▶ [Directive]
Please swap "traffic system" for "parking monitor" throughout the lines below, leaving everything else unchanged.

# # # # # # #

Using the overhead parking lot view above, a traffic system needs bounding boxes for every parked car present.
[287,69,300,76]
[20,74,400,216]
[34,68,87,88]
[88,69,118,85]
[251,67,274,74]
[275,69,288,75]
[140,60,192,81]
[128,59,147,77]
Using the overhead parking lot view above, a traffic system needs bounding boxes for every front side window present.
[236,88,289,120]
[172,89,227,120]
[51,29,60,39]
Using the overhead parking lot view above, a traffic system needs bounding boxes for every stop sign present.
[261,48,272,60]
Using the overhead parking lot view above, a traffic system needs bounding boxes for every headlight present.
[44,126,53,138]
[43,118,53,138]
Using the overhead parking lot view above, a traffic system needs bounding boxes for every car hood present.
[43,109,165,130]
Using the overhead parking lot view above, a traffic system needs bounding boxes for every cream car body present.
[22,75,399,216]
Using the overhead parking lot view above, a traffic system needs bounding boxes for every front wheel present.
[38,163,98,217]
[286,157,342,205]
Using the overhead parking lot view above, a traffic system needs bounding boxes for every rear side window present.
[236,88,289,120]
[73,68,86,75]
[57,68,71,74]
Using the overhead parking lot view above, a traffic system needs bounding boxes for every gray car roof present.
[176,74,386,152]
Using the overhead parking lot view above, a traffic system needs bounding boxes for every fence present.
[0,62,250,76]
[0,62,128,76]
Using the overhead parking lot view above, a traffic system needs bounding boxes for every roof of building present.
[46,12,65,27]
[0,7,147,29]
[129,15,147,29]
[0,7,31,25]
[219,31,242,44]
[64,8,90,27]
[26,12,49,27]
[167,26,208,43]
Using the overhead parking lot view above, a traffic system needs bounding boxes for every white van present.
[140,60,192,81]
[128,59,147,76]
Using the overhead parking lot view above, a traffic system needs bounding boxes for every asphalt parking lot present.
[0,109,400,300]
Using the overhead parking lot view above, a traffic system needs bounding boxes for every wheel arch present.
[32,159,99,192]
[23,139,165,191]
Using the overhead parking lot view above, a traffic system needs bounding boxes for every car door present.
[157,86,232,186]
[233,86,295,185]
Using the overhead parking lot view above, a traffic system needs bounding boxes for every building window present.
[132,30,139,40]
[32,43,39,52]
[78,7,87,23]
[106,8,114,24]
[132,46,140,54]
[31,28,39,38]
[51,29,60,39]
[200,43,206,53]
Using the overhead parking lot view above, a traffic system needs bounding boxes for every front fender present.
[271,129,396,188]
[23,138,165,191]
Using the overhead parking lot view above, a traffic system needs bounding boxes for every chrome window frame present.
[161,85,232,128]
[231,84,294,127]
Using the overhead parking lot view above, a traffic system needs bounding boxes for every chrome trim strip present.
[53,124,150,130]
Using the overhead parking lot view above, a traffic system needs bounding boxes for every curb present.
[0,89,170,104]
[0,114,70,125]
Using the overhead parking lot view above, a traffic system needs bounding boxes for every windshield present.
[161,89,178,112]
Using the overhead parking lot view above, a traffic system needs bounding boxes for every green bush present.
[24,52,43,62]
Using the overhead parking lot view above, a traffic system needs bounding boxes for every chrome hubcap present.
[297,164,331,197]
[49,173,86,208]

# # # # # # #

▶ [Output for this task]
Using the overhead parking lot view above, a parking monitor needs bounding boxes for every parked car present.
[287,69,300,76]
[20,74,400,216]
[34,68,87,88]
[88,69,118,85]
[251,67,274,74]
[275,69,288,75]
[140,60,192,81]
[128,59,147,77]
Using the overhead parking lot view above, a parking monitor needs bounding boxes for every front side window present.
[236,88,289,120]
[172,89,227,120]
[51,29,60,39]
Using the overhead parking lot view above, a parking monitor needs bounding boxes for every stop sign present.
[261,48,272,60]
Using the overhead parking lot view above, a parking monitor needs bounding boxes for every headlight present.
[44,126,53,138]
[43,118,53,138]
Using the overhead parking lot view above, a parking monitor needs bounding boxes for every car hood present.
[43,109,165,130]
Using the overhead parking lot view above, a parking monitor needs bounding boxes for every cream car body present.
[22,75,399,216]
Using the overhead parking lot view above, a parking monitor needs bounding boxes for every front wheel present.
[38,163,98,217]
[286,157,342,205]
Using the overhead parking lot view above, a parking monitor needs bounding boxes for every rear side window present.
[236,88,289,120]
[73,68,86,75]
[57,68,71,74]
Using the overhead parking lot view above, a parking monitor needs bounding boxes for every gray car roof present.
[176,74,386,152]
Using the overhead parking lot view above, a parking monitor needs bounding boxes for every fence present.
[0,62,250,76]
[0,62,128,76]
Using the overhead parking lot view above, a parking monitor needs bounding boxes for every roof of building present.
[46,12,65,27]
[0,7,147,29]
[129,15,147,29]
[0,7,31,25]
[219,31,242,44]
[64,8,90,27]
[26,12,49,27]
[167,26,208,43]
Using the overhead parking lot view above, a parking monitor needs bounding boxes for every white van present.
[140,60,192,81]
[128,59,147,76]
Using the overhead parking lot view above, a parking monitor needs bounding boxes for every asphalt parking lot present.
[0,109,400,300]
Using the overhead parking lot view above, a parking monitor needs bounding boxes for every wheel arch present.
[32,159,99,192]
[23,139,165,191]
Using the overhead parking lot view above, a parking monitor needs bounding boxes for every car door present.
[157,86,232,186]
[233,86,295,185]
Using the overhead parking lot view above, a parking monitor needs bounding boxes for every building window present.
[132,30,139,40]
[32,43,39,52]
[78,7,87,23]
[106,8,114,24]
[132,46,140,54]
[31,28,39,38]
[51,29,60,39]
[200,43,206,53]
Using the overhead parking lot view above, a parking monitor needs bounding boxes for every front fender present.
[271,129,396,188]
[23,138,165,191]
Using the overhead parking lot view above, a parking monitor needs bounding boxes for every chrome window frame present.
[161,85,232,128]
[231,84,294,127]
Using the overhead parking lot view above, a parking monitor needs bounding boxes for every chrome trim strip present.
[53,124,150,130]
Using the overhead parking lot view above, a parking monitor needs bounding boxes for every curb present.
[0,89,170,104]
[0,114,70,125]
Using the overhead parking lot view above, a parking monitor needs bounding boxes for every windshield present.
[161,89,178,112]
Using the overhead parking lot view above, a parking monitor needs bounding boxes for every green bush present.
[24,52,43,62]
Using the overhead parking lot view above, a parking monitor needs bounding boxes for every chrome hubcap present.
[297,164,331,197]
[49,173,86,208]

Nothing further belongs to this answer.